(Document section)
Postby sekta » 08 May 2017, 05:07

Lucky you. Try the overclock function and see if you can back me up with my findings.

I messed around with it some more in order to reduce the input lag. I wanted to use both the ingame limiter and RTSS at the same time. Didn't really matter what combination I did, with VSYNC disabled it had microstutter with pretty strong motion blur. Quite straining on the eyes. VSYNC fixes this so I enabled this and tried again. CS:GOs fps limiter seems to have at least a 10 Hz spread on my monitor and using it hit the Hz limit, even if RTSS alone was holding it below the Hz just fine. 146 RTSS was holding at 146 Hz perfect, with the ingame limiter enabled at 146 as well, it starts fluctuating and hits 150 Hz frequently. Combining the two needed a different limit.

So I set out to find the highest RTSS limit I could use with VSYNC and no ingame limiter without hitting 150 Hz AT ALL in the CS:GO FPS Benchmark map. At 144 or higher, it would spike to 150 Hz when exiting the smokes. At 143 it stopped. So the max limit is probably 142, but could be lower just to be safe. I repeated with the ingame limiter and no RTSS. The highest ingame limit was 146. Once again, maybe lower to be safe.

(What to do) For each of the following statements, say yes or no depending on whether it agrees with the forum post above, and quote the words of the post that decide it. 1. With VSYNC disabled, the writer saw microstutter. 2. With an RTSS limit of 143, the frame rate still spiked to 150 Hz. 3. The highest ingame limit the writer found was 146.

(Collection entries)
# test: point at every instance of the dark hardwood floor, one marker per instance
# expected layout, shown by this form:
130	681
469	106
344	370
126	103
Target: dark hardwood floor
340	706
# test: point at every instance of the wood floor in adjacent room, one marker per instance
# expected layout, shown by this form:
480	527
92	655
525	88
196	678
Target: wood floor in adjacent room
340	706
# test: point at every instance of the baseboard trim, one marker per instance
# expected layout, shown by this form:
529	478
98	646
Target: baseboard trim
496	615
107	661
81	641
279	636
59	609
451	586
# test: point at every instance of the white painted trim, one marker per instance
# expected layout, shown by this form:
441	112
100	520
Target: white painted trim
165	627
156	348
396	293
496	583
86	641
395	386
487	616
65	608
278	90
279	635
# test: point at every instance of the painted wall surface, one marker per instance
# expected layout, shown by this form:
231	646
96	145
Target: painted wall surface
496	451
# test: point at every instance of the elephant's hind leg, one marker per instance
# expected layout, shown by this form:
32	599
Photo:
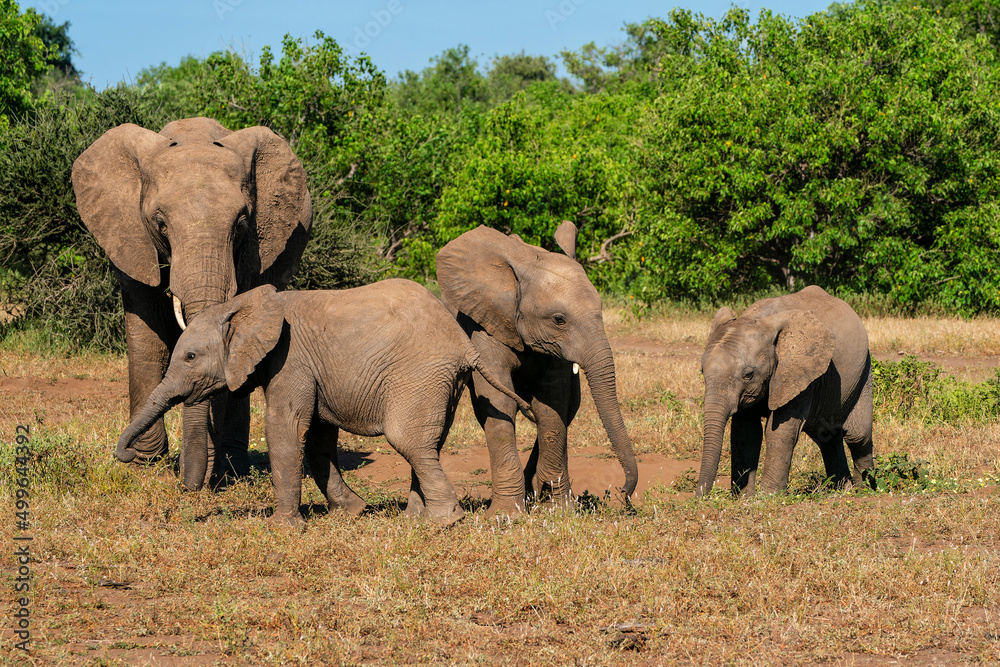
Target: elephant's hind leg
419	442
830	438
321	451
495	413
858	435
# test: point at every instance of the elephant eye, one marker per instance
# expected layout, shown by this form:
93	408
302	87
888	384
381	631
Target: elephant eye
241	229
161	224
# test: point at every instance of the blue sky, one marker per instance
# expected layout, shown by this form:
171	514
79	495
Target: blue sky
118	38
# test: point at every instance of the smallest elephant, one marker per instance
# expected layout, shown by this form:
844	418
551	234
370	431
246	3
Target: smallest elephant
384	359
801	362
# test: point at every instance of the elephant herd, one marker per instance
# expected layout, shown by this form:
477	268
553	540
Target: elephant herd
205	227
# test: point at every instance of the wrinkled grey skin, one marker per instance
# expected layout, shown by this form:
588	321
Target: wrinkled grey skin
801	362
532	314
384	359
207	213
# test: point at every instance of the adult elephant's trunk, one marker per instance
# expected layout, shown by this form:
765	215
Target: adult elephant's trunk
157	405
599	366
199	282
717	413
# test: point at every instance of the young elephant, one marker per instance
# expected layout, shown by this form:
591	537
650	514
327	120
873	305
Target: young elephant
387	358
801	362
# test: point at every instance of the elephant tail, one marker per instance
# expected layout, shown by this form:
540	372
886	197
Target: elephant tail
475	363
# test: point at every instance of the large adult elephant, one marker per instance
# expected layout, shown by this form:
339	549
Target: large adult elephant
190	217
535	318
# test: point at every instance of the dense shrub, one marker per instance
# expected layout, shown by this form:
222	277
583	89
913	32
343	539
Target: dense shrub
51	268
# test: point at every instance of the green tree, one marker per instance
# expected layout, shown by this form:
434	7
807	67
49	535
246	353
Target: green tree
23	59
856	150
450	85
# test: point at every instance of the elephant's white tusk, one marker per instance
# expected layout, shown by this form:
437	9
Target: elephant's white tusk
179	313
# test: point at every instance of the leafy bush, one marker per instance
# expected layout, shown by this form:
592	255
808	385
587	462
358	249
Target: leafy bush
854	150
917	390
897	471
51	268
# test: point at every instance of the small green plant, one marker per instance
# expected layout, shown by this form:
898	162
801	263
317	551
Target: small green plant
897	470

(Finished task)
1. Yes: "with VSYNC disabled it had microstutter with pretty strong motion blur"
2. No: "At 143 it stopped."
3. Yes: "The highest ingame limit was 146."